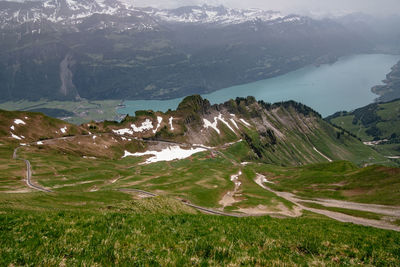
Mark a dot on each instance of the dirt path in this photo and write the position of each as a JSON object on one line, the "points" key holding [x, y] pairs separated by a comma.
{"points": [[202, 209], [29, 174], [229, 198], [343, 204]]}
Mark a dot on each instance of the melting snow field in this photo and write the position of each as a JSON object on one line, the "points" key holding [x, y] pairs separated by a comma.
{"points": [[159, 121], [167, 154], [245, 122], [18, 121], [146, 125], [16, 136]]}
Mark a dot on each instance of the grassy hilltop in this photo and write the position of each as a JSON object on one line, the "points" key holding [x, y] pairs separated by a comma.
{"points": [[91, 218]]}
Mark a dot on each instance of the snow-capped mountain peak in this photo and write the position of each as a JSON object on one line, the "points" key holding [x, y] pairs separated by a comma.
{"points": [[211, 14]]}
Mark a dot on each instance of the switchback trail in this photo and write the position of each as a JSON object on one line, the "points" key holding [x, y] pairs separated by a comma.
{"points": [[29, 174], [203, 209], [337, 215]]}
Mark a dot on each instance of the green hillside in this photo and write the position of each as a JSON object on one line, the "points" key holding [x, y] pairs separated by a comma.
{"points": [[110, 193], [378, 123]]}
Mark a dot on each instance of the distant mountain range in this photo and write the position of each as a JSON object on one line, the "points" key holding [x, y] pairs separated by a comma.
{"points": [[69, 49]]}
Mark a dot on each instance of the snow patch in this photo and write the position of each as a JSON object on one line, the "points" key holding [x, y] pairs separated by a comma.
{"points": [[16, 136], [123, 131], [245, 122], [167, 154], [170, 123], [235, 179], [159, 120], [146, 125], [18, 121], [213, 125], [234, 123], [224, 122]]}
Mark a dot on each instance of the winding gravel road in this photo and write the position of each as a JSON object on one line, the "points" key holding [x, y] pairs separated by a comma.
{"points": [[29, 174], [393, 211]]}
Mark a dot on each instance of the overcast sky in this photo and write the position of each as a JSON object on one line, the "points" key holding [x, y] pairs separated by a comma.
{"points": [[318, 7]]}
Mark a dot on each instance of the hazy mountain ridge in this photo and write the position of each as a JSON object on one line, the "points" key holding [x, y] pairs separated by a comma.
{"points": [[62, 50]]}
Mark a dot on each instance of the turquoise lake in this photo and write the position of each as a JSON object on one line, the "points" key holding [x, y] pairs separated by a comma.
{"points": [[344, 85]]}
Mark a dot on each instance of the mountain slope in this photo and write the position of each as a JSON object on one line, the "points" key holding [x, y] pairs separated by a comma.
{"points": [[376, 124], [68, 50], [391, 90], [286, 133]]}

--

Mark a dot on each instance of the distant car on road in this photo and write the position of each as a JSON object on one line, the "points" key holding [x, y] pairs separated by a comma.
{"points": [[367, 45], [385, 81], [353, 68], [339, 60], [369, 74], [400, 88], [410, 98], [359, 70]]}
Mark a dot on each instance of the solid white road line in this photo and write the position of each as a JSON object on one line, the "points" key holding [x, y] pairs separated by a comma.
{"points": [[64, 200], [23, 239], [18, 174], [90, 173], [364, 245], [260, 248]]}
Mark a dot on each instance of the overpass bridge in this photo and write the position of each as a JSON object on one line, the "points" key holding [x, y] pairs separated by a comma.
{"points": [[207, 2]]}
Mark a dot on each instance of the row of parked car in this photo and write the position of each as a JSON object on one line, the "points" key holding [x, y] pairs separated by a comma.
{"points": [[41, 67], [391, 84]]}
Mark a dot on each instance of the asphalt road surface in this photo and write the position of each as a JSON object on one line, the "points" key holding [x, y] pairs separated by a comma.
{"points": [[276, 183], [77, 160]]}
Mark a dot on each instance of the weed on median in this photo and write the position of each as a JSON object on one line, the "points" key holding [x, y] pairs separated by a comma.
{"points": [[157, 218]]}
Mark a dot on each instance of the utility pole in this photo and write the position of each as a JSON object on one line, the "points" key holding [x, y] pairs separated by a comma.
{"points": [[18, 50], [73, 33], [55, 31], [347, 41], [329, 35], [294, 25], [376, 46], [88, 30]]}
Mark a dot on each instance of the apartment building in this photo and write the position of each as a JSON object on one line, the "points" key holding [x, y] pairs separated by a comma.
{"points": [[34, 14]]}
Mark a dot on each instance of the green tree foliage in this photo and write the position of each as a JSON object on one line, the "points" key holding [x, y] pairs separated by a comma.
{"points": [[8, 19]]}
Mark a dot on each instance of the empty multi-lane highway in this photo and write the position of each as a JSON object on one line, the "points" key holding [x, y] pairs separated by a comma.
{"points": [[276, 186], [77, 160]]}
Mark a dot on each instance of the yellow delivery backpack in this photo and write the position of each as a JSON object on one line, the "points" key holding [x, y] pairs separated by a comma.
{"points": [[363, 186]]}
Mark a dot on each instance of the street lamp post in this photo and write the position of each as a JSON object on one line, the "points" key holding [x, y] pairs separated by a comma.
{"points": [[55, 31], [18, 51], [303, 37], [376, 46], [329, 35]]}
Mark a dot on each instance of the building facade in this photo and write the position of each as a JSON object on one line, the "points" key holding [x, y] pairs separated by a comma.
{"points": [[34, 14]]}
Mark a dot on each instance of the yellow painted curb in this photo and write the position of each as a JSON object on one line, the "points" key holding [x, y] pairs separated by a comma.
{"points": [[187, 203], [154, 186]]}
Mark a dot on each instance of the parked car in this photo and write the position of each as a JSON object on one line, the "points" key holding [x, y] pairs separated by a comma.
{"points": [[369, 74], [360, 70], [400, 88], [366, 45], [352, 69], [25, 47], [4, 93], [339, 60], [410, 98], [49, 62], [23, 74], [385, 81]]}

● **Aim of the exercise**
Copy out each line of the items above that contains the string "road".

● **Output**
Mark a dot on each instance of the winding gravel road in this photo and write the position of each as a JSON object on one line, the "points" key holding [x, y] pairs separated by a comma.
Mark a dot on each instance of the distant car on road in this photo and write the position of each as a JSON object on one line, the "points" key holding [x, y] pairs separated by a comma.
Mark a dot on each instance of the solid white road line in this photo and write the position of each as a JSON object on one line, the "points" key holding [x, y] pairs separated by a comma.
Mark a dot on each instance of the asphalt road surface in this photo and write the position of each as a JSON object on one line, the "points" key holding [x, y] pairs separated by a comma.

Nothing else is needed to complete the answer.